*TASK DESCRIPTION*
Only the lines from the one with "the form [320,78]." onward are wanted, through the last line of the entries, set down exactly.

*STORED ROWS*
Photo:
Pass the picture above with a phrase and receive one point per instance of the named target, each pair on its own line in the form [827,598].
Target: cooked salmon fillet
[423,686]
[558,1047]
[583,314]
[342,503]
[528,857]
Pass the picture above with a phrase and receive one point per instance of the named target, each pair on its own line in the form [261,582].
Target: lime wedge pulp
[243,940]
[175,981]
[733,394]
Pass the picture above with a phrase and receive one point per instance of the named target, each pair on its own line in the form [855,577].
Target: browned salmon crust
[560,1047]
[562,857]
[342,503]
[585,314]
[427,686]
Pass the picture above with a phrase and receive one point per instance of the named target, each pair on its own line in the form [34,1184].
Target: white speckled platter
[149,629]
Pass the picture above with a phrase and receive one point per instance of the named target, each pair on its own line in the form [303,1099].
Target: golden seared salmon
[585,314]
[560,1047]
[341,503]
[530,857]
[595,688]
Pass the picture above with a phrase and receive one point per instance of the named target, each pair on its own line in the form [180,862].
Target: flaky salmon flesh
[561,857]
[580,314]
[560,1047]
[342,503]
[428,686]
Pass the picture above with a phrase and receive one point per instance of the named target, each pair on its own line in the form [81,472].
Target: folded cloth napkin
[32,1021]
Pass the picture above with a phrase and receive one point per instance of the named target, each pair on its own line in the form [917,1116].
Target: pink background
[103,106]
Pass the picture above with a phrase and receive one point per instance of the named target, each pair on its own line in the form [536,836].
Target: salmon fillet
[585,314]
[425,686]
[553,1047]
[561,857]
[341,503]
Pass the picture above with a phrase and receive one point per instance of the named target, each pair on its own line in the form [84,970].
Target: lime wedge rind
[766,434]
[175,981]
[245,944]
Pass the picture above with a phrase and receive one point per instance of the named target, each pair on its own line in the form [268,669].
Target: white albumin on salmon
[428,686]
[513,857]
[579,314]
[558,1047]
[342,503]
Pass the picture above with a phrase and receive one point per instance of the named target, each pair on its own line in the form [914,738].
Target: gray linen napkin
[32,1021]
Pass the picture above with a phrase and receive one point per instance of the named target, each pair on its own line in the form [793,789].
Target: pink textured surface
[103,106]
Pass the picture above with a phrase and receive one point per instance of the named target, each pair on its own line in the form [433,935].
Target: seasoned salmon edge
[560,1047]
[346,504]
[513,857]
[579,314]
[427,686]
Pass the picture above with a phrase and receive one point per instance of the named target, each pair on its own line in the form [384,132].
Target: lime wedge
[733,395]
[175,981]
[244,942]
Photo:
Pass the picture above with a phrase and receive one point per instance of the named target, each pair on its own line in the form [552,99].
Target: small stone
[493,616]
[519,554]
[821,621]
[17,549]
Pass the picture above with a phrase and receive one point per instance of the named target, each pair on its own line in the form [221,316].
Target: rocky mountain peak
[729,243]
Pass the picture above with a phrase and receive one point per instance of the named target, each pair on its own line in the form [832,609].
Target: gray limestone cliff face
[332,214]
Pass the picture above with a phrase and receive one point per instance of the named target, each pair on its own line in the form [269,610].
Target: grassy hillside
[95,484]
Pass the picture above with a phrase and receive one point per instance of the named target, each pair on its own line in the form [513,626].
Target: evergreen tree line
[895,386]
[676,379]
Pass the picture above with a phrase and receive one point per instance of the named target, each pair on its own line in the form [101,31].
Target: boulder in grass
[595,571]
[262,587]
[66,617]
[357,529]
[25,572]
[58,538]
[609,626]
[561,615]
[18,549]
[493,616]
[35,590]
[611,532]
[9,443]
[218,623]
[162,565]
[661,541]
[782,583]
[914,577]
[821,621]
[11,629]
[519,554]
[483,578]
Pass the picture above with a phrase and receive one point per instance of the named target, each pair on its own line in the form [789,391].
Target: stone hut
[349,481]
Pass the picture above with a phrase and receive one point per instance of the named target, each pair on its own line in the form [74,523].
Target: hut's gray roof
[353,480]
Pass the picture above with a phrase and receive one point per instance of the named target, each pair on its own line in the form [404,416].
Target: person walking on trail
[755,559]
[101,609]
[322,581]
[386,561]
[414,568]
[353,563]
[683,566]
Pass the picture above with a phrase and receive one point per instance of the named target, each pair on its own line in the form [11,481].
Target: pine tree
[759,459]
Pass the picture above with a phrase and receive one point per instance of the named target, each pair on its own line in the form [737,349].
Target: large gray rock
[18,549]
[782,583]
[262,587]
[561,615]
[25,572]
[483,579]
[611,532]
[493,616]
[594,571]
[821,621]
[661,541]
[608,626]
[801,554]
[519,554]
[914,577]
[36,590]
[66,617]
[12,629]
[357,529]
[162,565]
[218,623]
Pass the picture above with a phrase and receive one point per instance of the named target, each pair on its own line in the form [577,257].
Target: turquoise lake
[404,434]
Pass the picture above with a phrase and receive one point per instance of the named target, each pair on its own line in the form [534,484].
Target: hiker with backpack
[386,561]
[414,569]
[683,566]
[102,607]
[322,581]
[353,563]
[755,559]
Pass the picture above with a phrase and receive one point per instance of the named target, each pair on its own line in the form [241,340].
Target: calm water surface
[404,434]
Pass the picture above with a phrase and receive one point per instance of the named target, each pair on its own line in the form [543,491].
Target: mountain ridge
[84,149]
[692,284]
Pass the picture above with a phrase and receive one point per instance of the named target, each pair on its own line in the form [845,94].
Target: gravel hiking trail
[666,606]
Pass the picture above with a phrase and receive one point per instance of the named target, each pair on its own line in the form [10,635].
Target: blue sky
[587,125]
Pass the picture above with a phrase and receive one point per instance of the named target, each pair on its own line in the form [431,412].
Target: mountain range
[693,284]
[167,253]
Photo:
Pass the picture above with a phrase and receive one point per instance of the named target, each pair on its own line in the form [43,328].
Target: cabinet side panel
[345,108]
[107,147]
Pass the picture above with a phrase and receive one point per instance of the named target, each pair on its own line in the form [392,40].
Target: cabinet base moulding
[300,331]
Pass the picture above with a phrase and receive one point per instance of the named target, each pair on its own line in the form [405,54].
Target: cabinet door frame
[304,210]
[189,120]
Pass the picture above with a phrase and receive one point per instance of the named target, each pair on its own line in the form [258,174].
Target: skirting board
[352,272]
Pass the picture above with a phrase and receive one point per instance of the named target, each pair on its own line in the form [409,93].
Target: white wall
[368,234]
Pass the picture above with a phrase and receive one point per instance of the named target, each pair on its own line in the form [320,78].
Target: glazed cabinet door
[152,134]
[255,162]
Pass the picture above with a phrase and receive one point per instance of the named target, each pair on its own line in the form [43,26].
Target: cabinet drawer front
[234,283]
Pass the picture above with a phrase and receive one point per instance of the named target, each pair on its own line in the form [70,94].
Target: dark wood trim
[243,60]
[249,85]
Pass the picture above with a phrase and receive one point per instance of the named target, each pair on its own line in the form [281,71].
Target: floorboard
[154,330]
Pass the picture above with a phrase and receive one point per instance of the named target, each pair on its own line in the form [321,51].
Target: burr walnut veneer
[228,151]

*SOLUTION BELOW*
Pass the picture above with a phrase and receive one point per instance of the named target, each pair on its own line in the form [320,78].
Target: glazed cabinet door
[152,134]
[255,162]
Pass the picture above with a phrase and receive one point per instance of the named target, each pair on its own line in the form [43,26].
Target: cabinet drawer front
[234,283]
Pass the picture above with a phrase and receive one point per instance of the named target, each pair on its own line in the form [70,94].
Target: dark wood trim
[243,60]
[249,85]
Pass the picture above with a phrase and receive one point per instance of the named target, each pair on its own line in the form [281,71].
Target: floorboard
[154,330]
Pass the picture above with a phrase and receive one point per instance of the named target, each pair on its own line in the form [321,51].
Target: burr walnut veneer
[228,151]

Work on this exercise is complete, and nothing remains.